** Opening Text block block **

Yes, I am still here. Sorry, was out of touch the past few days. Had a weak moment on Valentine's Day, but I am picking myself back up again and not giving up. I am a little down and having a hard time accepting that I just cannot drink. I have been telling myself I can handle it, but clearly I cannot if I can't manage more than 7 days without alcohol. I HATE ALCOHOL!!!!!!!!! My relapse, did not turn into a multi-day binge, which is good. Still, I am frustrated and angry at myself. I feel like such a failure and like I just don't seem to get it like everyone else.

I have been out of the office all day and not able to get to a computer. But, I am back in now and SR is the first place I came to post.

Anyway, I am working on it tonight. I have plans to go to Yoga and a meditation class. I need to find a replacement at night for the time I spend drinking. I think a Hot Yoga class by candlelight sounds like a good plan.

** Closing Text block block **

§ Exercises
A: Write down the portion of the post starting at "I have been out" and ending at "a good plan.".
B: Condense the paragraph of the post that begins "Yes, I am still here" into a shorter version that keeps its main facts.
The data have no connection to the post.

** Opening Exercise data block **

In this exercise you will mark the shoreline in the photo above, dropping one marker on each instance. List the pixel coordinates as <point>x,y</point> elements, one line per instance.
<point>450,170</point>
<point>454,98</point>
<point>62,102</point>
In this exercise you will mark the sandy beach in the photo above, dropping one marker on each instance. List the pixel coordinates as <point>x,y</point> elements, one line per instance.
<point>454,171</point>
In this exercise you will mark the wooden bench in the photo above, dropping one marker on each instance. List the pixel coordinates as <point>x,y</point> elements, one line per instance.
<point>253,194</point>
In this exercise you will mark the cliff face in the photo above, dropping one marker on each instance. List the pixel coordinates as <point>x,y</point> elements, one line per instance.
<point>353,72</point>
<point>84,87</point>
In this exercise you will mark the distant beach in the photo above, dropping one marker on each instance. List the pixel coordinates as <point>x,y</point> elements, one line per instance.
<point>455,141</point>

** Closing Exercise data block **

§ Answers to the exercise
A:
I have been out of the office all day and not able to get to a computer. But, I am back in now and SR is the first place I came to post.

Anyway, I am working on it tonight. I have plans to go to Yoga and a meditation class. I need to find a replacement at night for the time I spend drinking. I think a Hot Yoga class by candlelight sounds like a good plan.

B: I am still here after a few days out of touch. I slipped on Valentine's Day but am picking myself back up and not giving up. I am struggling to accept that I cannot drink, since I cannot manage more than 7 days without alcohol, and I hate alcohol. The relapse did not become a multi-day binge, which is good, but I feel frustrated, angry at myself and like a failure who does not get it like everyone else.